- **Problem requirements**:
Count the lines in the items below that contain the string "rocky", treating uppercase and lowercase letters as different. State only the number.

- **Working data**:
───

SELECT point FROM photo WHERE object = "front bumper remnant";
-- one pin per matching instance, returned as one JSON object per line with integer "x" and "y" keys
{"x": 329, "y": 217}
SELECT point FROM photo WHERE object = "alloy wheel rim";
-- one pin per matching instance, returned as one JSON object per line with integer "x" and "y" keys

───

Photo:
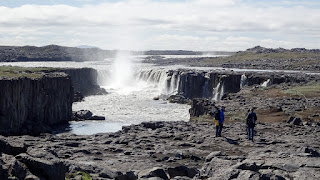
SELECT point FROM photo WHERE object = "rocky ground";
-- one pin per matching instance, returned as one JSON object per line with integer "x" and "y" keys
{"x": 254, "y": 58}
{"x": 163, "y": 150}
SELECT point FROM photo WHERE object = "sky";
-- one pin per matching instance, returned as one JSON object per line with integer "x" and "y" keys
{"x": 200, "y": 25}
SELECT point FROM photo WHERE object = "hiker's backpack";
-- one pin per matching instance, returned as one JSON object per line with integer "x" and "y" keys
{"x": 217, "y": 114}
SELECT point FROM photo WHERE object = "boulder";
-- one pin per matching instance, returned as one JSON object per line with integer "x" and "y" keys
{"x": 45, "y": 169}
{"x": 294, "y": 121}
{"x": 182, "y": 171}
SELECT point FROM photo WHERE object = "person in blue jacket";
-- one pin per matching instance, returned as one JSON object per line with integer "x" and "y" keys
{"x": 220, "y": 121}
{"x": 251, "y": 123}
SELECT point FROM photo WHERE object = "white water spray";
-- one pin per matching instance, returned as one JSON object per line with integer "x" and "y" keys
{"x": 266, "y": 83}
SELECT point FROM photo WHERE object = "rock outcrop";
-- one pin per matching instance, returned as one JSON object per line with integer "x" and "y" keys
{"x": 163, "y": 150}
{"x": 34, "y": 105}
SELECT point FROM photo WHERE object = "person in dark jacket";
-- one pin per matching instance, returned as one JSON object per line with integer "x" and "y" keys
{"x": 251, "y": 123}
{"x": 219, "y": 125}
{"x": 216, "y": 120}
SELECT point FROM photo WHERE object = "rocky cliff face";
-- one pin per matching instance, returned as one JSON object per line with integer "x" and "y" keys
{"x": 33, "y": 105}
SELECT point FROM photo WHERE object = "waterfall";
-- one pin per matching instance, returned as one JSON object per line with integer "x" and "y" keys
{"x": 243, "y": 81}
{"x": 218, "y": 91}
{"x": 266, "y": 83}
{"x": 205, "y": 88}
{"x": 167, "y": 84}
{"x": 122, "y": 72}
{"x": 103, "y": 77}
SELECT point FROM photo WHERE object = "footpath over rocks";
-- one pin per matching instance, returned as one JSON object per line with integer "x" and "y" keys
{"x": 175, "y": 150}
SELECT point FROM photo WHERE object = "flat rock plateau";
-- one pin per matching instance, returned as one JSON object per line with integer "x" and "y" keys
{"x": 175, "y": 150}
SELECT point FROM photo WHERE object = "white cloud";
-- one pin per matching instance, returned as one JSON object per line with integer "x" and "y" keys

───

- **Exercise answer**:
2